- EXERCISE OBJECTIVE -
Lay out everything from the line containing "Note: pick out the stone wall" down to the line containing "column 64, row 181", both included, as a two-column CSV headed text and answer. Give one row per entry, put each field in quotes, and replace line breaks with spaces.
======== DATASET RECORDS
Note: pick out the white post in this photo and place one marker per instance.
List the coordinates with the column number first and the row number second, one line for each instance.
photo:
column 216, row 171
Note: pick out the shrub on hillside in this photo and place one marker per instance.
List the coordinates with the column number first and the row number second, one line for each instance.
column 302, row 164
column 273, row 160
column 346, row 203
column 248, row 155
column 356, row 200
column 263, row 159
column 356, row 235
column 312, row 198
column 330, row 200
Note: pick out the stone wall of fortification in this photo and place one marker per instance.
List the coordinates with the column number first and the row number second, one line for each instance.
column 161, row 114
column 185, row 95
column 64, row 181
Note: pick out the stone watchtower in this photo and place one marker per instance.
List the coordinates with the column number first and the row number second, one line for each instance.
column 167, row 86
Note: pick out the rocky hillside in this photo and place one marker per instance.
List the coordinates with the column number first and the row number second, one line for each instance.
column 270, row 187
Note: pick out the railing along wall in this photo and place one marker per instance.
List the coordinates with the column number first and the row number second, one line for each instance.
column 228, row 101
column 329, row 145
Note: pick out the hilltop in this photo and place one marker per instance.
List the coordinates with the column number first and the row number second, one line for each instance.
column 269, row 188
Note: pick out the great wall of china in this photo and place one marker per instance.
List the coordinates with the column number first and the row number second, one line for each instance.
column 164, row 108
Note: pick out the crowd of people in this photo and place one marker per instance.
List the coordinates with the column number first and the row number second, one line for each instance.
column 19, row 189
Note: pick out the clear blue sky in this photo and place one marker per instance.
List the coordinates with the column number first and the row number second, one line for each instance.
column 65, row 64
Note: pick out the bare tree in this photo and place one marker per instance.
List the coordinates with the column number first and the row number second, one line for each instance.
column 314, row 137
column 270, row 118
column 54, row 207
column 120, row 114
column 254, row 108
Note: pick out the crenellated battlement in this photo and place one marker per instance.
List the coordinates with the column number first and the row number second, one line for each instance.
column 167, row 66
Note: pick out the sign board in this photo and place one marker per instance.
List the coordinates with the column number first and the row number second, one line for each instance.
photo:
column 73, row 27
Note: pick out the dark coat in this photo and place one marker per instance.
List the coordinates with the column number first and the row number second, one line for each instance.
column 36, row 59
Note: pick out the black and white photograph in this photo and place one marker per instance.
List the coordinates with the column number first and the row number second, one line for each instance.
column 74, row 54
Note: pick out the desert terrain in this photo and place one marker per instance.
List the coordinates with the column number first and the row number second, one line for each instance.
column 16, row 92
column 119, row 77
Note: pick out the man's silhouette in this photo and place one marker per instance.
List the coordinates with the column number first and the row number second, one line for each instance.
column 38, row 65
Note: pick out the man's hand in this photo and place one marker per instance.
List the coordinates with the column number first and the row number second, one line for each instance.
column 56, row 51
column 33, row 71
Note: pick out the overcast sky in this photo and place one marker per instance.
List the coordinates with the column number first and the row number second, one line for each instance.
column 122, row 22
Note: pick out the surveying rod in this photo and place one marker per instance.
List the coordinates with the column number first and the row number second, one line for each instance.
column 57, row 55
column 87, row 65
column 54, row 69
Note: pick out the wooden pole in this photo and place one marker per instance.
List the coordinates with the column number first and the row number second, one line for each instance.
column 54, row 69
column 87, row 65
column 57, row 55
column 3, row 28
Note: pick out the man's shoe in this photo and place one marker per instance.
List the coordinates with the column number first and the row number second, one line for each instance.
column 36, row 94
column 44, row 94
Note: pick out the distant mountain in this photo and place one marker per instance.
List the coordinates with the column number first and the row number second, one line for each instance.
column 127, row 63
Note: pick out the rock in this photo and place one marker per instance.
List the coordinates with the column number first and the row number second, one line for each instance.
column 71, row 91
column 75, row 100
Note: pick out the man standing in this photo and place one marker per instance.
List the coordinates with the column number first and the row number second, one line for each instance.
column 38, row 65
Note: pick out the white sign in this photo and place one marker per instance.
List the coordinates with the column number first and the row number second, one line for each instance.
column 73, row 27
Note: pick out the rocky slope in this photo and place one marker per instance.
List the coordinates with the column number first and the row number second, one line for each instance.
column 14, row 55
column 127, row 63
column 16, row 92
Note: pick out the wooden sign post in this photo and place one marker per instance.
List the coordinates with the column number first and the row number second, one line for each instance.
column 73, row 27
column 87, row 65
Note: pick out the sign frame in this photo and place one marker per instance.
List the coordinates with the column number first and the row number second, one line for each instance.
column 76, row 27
================
======== DATASET RECORDS
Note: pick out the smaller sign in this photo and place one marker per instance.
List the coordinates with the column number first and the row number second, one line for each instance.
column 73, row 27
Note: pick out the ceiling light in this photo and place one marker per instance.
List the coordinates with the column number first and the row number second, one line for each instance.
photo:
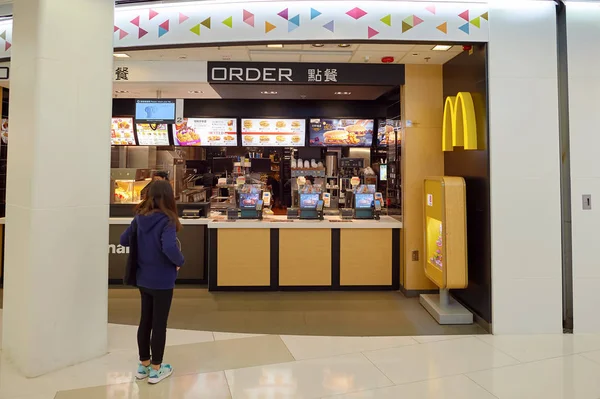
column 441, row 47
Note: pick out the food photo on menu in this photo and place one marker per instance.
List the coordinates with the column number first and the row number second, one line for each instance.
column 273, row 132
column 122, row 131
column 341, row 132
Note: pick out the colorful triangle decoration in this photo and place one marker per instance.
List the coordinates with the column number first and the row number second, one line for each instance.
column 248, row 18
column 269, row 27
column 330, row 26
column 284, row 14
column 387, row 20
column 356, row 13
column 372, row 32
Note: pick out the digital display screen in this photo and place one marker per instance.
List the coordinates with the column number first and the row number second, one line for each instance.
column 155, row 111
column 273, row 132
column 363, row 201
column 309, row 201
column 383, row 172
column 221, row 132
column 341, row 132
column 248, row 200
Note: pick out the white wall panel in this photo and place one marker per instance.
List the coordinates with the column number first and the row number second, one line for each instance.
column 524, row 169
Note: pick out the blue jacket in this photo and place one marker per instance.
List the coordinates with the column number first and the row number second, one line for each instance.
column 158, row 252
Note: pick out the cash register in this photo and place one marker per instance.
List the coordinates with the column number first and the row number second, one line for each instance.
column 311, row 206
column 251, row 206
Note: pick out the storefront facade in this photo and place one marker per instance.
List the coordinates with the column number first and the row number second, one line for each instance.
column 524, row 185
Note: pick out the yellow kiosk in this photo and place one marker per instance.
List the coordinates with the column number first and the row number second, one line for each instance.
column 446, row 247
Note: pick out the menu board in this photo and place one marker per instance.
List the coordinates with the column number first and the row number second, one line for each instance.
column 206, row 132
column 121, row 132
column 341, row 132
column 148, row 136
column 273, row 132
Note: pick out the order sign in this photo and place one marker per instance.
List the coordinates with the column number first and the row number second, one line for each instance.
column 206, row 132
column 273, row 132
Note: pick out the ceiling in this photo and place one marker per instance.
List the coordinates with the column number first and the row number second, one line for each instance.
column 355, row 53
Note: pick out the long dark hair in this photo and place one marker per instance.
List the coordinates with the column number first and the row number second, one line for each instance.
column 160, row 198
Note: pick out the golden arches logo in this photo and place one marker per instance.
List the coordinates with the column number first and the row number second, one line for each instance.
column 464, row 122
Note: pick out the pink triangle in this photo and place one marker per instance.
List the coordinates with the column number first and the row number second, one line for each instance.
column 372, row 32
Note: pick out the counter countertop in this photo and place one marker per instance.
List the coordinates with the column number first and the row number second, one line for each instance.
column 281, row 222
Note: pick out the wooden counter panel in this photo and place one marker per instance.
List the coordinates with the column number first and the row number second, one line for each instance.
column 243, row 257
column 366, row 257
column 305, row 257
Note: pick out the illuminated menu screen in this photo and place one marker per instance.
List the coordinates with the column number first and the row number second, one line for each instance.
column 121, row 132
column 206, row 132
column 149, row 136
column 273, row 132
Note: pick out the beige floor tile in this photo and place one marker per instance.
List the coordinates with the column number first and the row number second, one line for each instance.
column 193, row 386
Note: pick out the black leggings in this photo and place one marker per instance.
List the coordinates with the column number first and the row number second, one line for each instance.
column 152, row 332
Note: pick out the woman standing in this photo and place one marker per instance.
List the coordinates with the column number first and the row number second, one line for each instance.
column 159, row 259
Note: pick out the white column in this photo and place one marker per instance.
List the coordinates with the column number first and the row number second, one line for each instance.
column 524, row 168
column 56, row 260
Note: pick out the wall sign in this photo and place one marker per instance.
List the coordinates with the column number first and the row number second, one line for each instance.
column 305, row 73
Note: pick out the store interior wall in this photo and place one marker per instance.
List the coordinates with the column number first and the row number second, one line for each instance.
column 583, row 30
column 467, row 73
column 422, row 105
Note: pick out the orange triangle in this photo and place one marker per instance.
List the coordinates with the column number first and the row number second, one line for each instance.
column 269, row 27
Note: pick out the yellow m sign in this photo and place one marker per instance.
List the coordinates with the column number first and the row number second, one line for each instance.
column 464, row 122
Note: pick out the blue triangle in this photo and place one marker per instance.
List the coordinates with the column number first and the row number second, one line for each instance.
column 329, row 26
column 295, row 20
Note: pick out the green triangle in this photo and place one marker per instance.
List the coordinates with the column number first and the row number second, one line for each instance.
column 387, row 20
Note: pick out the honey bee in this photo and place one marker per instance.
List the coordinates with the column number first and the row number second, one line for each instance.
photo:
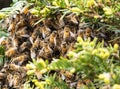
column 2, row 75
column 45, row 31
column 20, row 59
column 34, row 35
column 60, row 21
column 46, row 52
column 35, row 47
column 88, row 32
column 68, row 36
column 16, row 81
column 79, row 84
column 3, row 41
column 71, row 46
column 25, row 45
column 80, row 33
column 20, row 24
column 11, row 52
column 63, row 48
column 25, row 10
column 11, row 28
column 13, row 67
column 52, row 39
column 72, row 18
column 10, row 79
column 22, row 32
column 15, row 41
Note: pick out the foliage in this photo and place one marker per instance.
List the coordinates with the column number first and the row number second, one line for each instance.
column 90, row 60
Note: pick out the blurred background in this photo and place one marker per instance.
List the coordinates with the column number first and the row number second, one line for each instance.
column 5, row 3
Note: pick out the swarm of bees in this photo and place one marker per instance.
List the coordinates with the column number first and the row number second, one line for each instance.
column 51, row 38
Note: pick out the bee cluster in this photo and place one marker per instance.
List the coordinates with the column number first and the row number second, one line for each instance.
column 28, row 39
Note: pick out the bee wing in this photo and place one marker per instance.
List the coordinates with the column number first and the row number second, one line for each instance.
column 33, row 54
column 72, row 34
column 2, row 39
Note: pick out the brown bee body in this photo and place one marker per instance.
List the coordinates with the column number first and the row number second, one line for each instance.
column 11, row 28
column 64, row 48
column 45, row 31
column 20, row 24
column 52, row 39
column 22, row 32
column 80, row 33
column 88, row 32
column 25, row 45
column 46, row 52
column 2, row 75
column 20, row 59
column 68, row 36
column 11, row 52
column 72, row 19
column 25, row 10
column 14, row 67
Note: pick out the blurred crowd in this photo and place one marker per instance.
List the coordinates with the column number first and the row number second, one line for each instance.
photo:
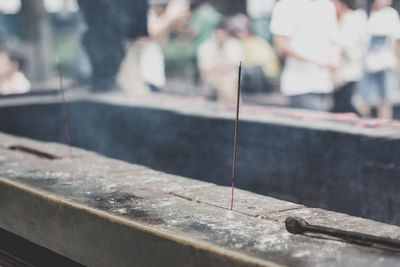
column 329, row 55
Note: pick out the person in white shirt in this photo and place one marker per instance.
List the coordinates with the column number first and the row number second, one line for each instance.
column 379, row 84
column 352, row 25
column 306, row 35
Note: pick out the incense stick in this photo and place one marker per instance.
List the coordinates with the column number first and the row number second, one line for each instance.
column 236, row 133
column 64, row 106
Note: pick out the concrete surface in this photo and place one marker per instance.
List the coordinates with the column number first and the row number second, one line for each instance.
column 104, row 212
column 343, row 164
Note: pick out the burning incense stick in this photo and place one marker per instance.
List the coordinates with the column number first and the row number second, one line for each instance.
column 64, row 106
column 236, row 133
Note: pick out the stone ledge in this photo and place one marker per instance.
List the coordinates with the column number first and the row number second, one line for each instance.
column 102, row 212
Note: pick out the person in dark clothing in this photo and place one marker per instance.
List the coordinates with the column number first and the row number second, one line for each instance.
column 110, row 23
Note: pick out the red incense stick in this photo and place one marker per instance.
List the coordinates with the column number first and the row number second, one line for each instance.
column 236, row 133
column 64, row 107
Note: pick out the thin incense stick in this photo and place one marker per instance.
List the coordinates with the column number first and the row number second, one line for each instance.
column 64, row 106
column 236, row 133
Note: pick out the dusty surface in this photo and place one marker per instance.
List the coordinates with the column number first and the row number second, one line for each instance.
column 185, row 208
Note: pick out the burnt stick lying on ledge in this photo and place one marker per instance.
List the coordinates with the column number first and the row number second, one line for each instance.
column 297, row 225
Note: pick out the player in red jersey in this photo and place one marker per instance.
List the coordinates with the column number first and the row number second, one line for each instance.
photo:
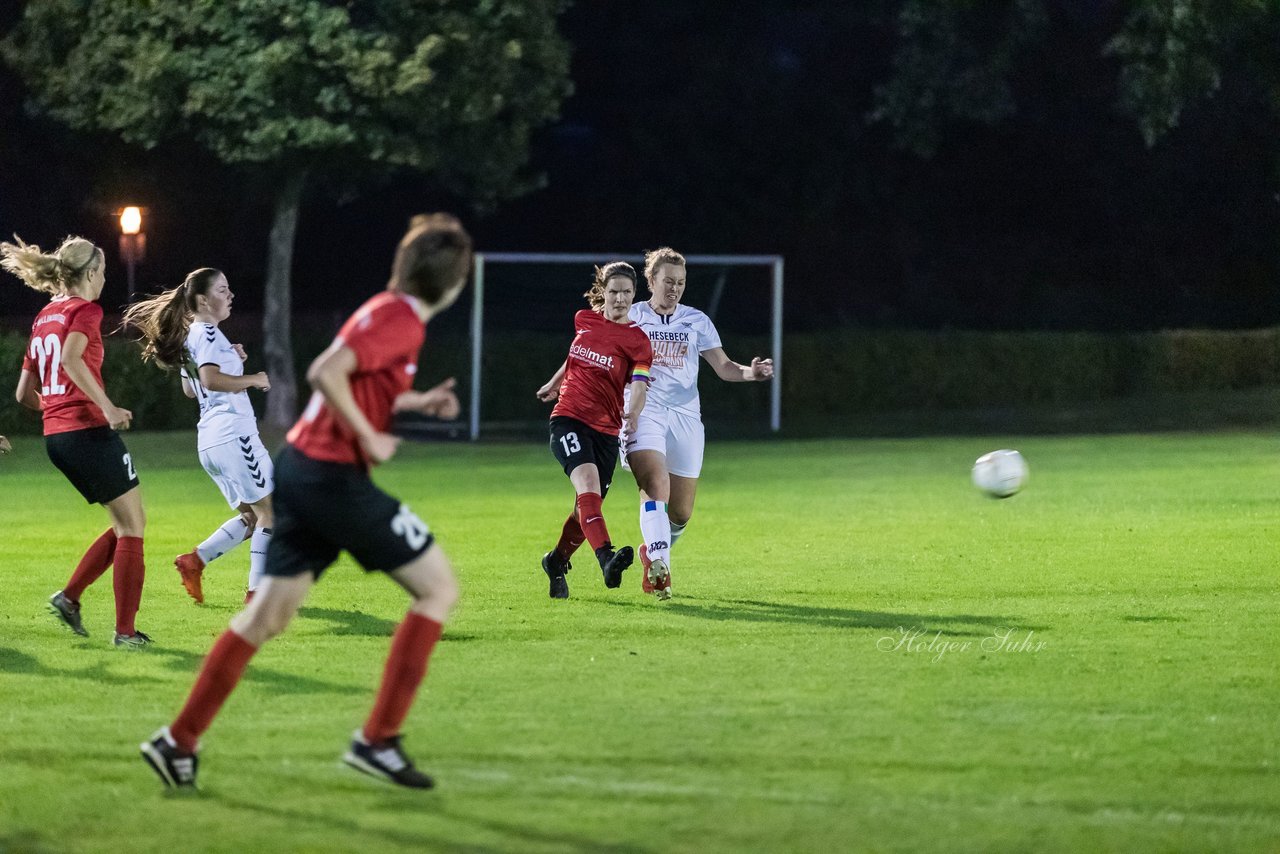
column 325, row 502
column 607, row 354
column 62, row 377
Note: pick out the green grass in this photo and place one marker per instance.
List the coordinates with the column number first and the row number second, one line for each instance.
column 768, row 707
================
======== DATASET RECORDS
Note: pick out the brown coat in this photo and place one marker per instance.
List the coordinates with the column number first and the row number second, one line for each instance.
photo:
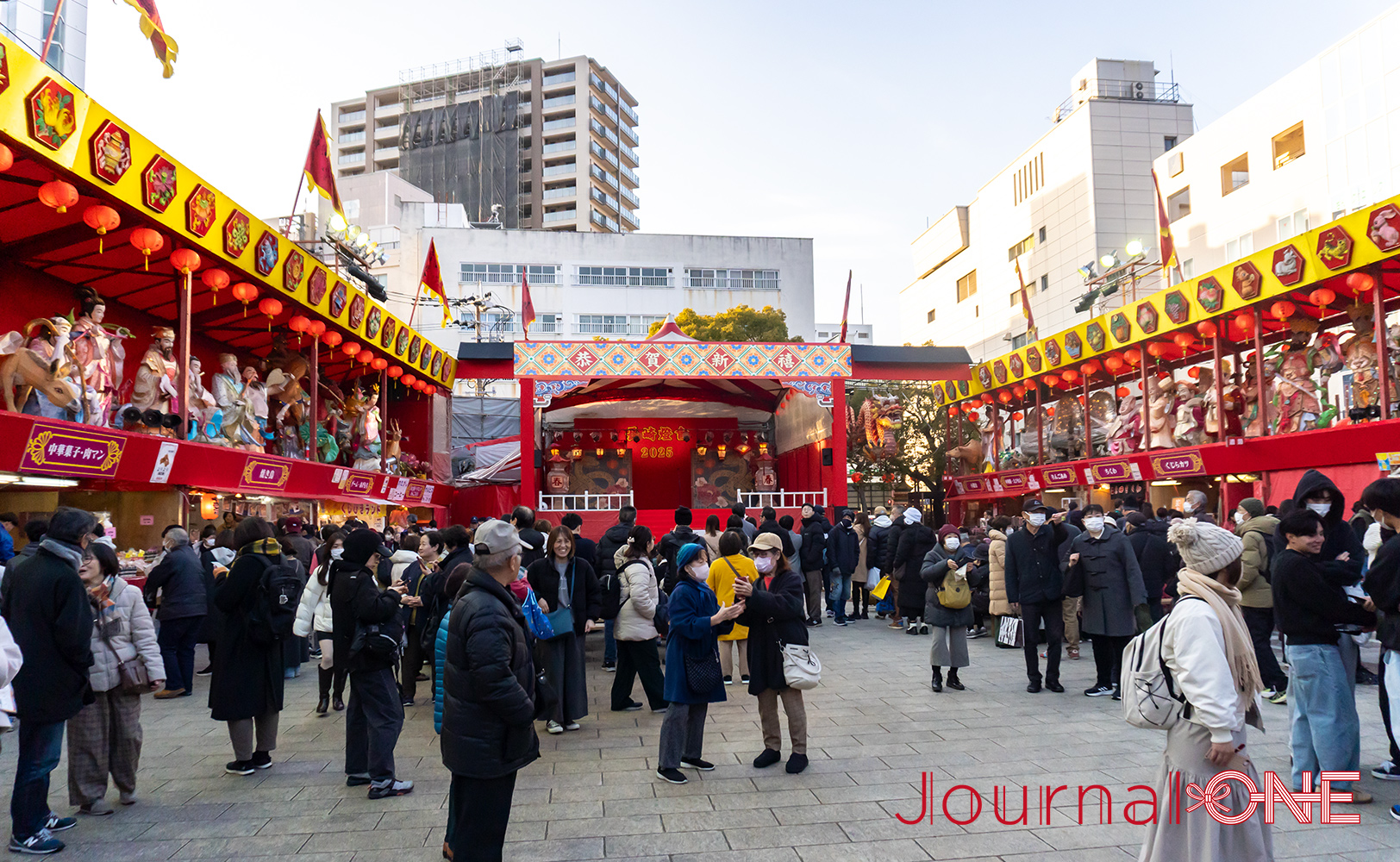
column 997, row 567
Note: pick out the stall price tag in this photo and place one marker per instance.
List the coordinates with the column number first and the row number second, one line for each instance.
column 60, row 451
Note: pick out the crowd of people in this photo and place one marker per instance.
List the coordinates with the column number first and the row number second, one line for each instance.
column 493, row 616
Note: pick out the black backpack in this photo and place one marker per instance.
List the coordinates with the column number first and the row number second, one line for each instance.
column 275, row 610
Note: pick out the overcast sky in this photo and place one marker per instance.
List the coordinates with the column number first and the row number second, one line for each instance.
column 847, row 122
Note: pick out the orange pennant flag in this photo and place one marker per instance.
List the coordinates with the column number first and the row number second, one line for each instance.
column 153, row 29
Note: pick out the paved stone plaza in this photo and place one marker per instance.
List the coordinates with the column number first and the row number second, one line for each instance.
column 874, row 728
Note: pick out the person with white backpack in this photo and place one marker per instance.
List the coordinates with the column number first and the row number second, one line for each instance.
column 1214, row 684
================
- THE RESPONSE -
text,answer
"Note: pick out the stone wall of fortification in this photo and place one marker per instance. List the coordinates with the column number first and the row number second, one line for each instance.","column 161, row 114 column 185, row 95 column 64, row 181"